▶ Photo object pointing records
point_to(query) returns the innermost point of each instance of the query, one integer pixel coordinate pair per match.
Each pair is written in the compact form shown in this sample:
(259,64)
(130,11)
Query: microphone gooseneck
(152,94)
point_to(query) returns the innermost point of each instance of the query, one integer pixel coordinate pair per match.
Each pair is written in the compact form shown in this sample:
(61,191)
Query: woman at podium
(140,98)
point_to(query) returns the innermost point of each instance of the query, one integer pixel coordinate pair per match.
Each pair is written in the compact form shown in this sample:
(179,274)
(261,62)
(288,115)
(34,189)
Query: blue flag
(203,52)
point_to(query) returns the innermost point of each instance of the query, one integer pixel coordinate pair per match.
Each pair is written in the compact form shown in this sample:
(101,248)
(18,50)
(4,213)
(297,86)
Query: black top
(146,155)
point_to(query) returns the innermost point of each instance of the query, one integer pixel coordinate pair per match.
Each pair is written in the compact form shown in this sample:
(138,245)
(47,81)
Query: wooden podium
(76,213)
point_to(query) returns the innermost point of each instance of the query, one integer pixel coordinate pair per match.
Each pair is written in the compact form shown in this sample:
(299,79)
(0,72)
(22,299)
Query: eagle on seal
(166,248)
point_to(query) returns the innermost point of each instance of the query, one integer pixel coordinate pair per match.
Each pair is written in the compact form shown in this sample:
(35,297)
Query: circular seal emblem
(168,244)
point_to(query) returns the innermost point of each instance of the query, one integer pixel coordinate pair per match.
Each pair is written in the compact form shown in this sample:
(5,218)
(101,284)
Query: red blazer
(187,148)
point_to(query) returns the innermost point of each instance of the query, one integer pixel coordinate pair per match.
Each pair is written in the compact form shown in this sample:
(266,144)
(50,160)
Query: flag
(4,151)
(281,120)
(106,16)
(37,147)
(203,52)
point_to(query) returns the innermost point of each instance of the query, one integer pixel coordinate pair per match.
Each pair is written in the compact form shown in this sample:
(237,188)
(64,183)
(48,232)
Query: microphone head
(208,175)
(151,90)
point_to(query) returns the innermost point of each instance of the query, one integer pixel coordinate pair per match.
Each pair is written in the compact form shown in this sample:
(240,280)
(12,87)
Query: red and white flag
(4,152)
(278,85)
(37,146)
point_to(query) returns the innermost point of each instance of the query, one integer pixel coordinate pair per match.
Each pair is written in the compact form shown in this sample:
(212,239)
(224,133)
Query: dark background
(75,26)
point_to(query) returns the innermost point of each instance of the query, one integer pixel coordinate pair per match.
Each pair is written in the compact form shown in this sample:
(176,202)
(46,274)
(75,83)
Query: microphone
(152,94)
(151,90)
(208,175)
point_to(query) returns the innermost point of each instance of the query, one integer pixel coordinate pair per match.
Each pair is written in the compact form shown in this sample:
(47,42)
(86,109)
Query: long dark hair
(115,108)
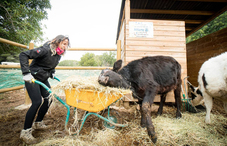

▶ STATED TASK
Find each line above that contains the string "seal" and copy those lines out. Matching is case-sensitive.

▶ FULL SOLUTION
Query: eagle on seal
Query: circular seal emblem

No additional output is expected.